- **Excerpt from a dataset**:
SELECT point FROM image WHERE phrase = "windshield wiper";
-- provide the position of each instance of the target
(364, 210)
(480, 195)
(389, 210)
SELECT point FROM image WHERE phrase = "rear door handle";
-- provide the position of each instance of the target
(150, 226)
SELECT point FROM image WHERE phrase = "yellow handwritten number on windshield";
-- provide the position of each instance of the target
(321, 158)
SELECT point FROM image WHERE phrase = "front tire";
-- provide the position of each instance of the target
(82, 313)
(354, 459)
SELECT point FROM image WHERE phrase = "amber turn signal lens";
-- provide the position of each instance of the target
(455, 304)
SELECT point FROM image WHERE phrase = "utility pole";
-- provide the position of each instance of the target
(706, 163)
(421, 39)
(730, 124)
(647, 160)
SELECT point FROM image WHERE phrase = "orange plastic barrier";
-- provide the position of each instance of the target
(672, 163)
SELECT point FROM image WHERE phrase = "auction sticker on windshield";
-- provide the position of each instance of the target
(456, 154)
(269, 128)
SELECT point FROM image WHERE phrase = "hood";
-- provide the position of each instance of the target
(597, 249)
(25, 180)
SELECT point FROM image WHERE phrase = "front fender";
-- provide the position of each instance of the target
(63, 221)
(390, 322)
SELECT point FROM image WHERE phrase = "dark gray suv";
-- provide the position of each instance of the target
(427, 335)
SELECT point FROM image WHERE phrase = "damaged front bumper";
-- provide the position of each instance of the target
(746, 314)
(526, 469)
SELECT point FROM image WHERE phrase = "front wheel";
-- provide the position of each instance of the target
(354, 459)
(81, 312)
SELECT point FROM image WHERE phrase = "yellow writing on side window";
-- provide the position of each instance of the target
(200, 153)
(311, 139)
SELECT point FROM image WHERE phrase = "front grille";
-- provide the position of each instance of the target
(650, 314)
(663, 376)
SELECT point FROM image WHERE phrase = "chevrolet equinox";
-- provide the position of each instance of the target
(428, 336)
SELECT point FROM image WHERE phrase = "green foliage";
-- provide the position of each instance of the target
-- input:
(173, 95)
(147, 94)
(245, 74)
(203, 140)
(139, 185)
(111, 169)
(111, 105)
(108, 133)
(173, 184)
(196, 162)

- **Task prompt**: Only the lines from the one containing "writing on side" through the end of the material should be reproduced, exactly, with both ends included.

- **Finished task**:
SELECT point FROM image WHERE phrase = "yellow writing on side window";
-- provide the position of each instance of the target
(200, 153)
(311, 139)
SELECT point FROM image WHERE phrase = "front grille";
-- provide the position of each instance of the target
(650, 314)
(663, 376)
SELECT point FROM image WHERE phrase = "chevrolet equinox";
-- provide the position of each instance of the target
(428, 336)
SELECT point FROM image WHERE phrase = "green foliage";
-- provide the position of each instance of the target
-- input:
(173, 95)
(147, 94)
(245, 74)
(203, 140)
(139, 185)
(111, 169)
(111, 105)
(108, 133)
(173, 184)
(196, 162)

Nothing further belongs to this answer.